### TASK GOAL
Answer these questions using the article below on C-SPAN and the House floor cameras.
1. Whose live Facebook video did C-SPAN rely on during the sit-in?
2. In what year did cameras start in the Senate?
3. Which congressman led the House group that looked at C-SPAN's request in 1995?

### TEXT BLOCK
The live image on C-SPAN wobbled late Thursday morning and lacked its normal clarity as Rep. Ben Lujan of New Mexico raised a distinctly rhetorical question on the U.S. House floor.
“Why didn’t C-SPAN turn the cameras on” when a Democratic sit-in protest over gun control legislation began nearly 24 hours earlier?
The answer was simple: “It’s not C-SPAN that makes the decision. The decision to turn the cameras on, to turn on the microphones, in the House chamber is a decision made by the Speaker of the House.”
So C-SPAN was left to rely, as it made abundantly clear at the bottom of the screen, on “LIVE Facebook video from Rep. Beto O’Rourke of Texas.” Yup, it was dependent on a guy’s smartphone, explaining the occasional swaying of the picture.
It was perhaps fitting that Rep. Sean Patrick Maloney of New York would later quote from Shakespeare (as opposed to Rep. Ted Deutch of Florida, who opted for Springsteen, in particular “Land of Hope and Dreams”). When it comes congressional control of those cameras, a vaguely Shakespearean line is apt: ‘Twas ever thus.
Indeed, bipartisan resistance to full and independent video coverage dates to 1977, with the initial House floor debate on letting in cameras. They would start in the House two years later, and in the Senate in 1986 (a young Al Gore gave the first floor speech there on the topic). But the resistance to independent control has really never changed much at all.
It comes down to just that, control, and the desire to avoid what members think could be “embarrassment” (and this from a body with a single-digit approval rating among the American public).
It was why, despite C-SPAN’s clearly stated qualms, the original deal on coverage that persists insisted that the cameras only focus on an individual speaker. No reaction shots or panning the House or Senate chambers, lest members be ridiculed for reading a paper, not paying attention, chatting with chums or dozing off.
It wasn’t until 1984 that the first dust-up played out, notes Robert Browning of Purdue University, who oversees the C-SPAN archives located at the university in West Lafayette, Indiana.
Back then, Democratic Speaker Thomas “Tip” O’Neill was furious with two firebrand young Republican lawmakers — Georgia’s Newt Gingrich, himself the future Speaker, and Pennsylvania’s Bob Walker — broke the rules by ordering the cameras to pan the chamber to show that it was empty as they, in his mind, showboated by bashing him and his party one evening.
Then, as now, the people operating the cameras and control room are House congressional employees situated in the House recording studio. Then, as now, C-SPAN regularly requested a change in the system.
Anytime there was a new Speaker of the House, C-SPAN founder Brian Lamb would make a formal request to privatize the operation or otherwise shift control and expand converge.
He would ask that C-SPAN have its own cameras and cameramen. He later offered to serve as a pool and give other networks access to the video.
“We tend to make ‘access requests’ (putting our own cameras in the chamber, sometimes with other requests as well) with changes in leadership,” said Susan Swain, the network’s co-president and Co-CEO.
“So we approached Newt Gingrich in 1995, and later Speaker Pelosi. Both speakers were politely responsive (Gingrich tasked an internal working group to look at our request); (Nancy) Pelosi took a meeting with us to listen. But both initiatives were destined to go nowhere. The House group, led by then Congressman Pete Hoekstra (of Michigan), had a few meetings, then petered out. Our meeting with Speaker Pelosi helped us get access to online votes, but nothing happened on camera request.”

### MATERIAL
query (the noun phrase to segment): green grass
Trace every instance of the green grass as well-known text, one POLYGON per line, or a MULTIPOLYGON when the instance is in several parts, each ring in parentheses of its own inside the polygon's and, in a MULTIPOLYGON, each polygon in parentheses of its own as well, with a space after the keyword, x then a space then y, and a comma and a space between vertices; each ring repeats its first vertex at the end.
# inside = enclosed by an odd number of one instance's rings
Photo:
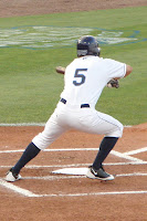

### COMPLETE ANSWER
1. Rep. Beto O'Rourke of Texas
2. 1986
3. Pete Hoekstra of Michigan